-- Records shown --

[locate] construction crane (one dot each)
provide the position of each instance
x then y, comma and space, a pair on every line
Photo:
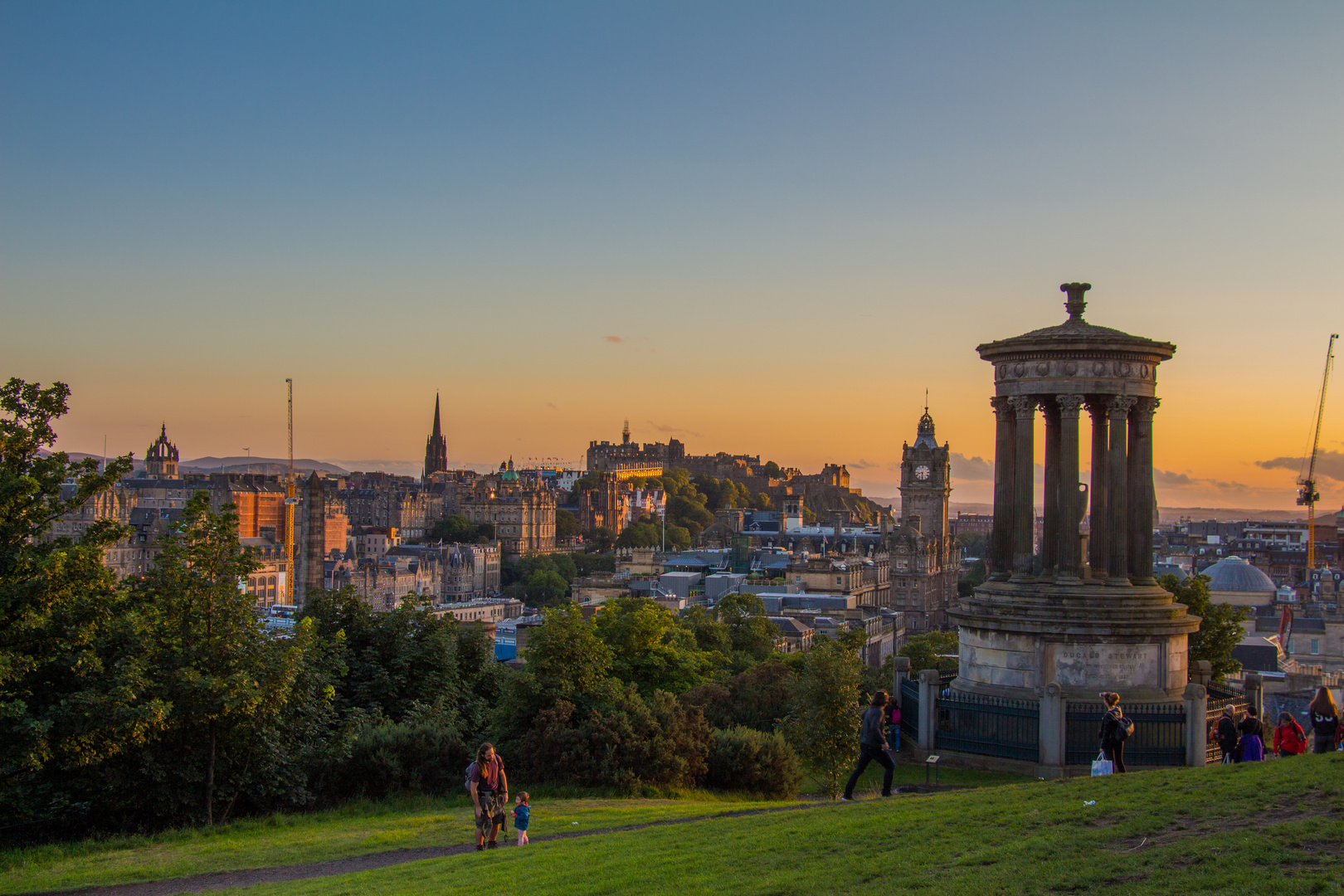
1307, 494
290, 501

-- Problem statement --
Return the text of each entry above verbatim, omitting the pictures.

-- Expected answer --
[locate] construction crane (one dot each)
provide the position of each instance
x then y, comma and space, a pair on every line
Photo:
1307, 494
290, 501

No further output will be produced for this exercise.